• Data rows:
══════════════════════════════

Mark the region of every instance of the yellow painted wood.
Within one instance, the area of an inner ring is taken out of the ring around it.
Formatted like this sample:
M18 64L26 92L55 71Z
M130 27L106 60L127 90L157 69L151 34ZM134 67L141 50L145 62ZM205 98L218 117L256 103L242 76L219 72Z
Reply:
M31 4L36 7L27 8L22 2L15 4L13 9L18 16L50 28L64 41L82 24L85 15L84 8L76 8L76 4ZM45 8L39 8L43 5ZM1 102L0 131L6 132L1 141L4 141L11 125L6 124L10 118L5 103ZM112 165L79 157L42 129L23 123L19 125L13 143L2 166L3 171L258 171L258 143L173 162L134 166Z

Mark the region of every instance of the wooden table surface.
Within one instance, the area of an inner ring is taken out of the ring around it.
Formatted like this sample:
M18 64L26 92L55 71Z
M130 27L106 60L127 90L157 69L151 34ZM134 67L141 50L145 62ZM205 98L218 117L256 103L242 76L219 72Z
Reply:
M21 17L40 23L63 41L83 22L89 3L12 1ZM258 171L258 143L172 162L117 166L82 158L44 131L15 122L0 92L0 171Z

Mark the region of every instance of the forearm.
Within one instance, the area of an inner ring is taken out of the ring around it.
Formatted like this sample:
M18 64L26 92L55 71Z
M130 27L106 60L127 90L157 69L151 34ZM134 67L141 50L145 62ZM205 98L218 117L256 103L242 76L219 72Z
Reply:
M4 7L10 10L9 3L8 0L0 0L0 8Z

══════════════════════════════

• Aim:
Give every line of the data above as a JSON list of strings, one string per line, leaving out blank lines.

• Exercise result:
[
  "Mark the region of every instance of the yellow painted wood.",
  "Within one instance, the area of an inner ring is taken out of the ring around it.",
  "Formatted like this sample:",
  "M18 64L26 92L55 71Z",
  "M130 27L106 60L127 90L157 69L151 34ZM134 67L141 50L145 62ZM205 98L218 117L256 103L242 76L219 72Z",
  "Reply:",
  "M31 4L36 7L27 8L22 2L15 4L13 9L18 16L50 28L64 41L82 24L85 15L84 8L76 8L76 4ZM45 8L39 8L43 5ZM1 102L0 131L6 132L1 141L4 141L11 125L6 124L10 118L5 103ZM112 165L79 157L42 129L23 123L19 125L13 143L2 166L3 171L258 171L258 143L173 162L134 166Z",
  "Mark the region of every instance of the wooden table surface.",
  "Within one instance, the area of an inner ring is taken out of the ring around it.",
  "Formatted like this sample:",
  "M18 64L26 92L55 71Z",
  "M130 27L106 60L127 90L157 69L151 34ZM134 67L141 50L145 62ZM205 98L218 117L256 103L242 76L219 72Z",
  "Reply:",
  "M21 17L40 23L63 41L83 22L89 3L12 1ZM258 171L258 143L172 162L117 166L82 158L44 131L15 122L0 92L0 171Z",
  "Mark the region of every instance of the forearm.",
  "Within one instance, the area of an inner ring is taken out of the ring around it.",
  "Formatted like this sample:",
  "M18 64L26 92L55 71Z",
  "M130 27L106 60L127 90L157 69L151 34ZM134 67L141 50L145 62ZM205 98L218 117L256 103L242 76L219 72Z",
  "Reply:",
  "M4 7L10 10L9 3L8 0L0 0L0 8Z"
]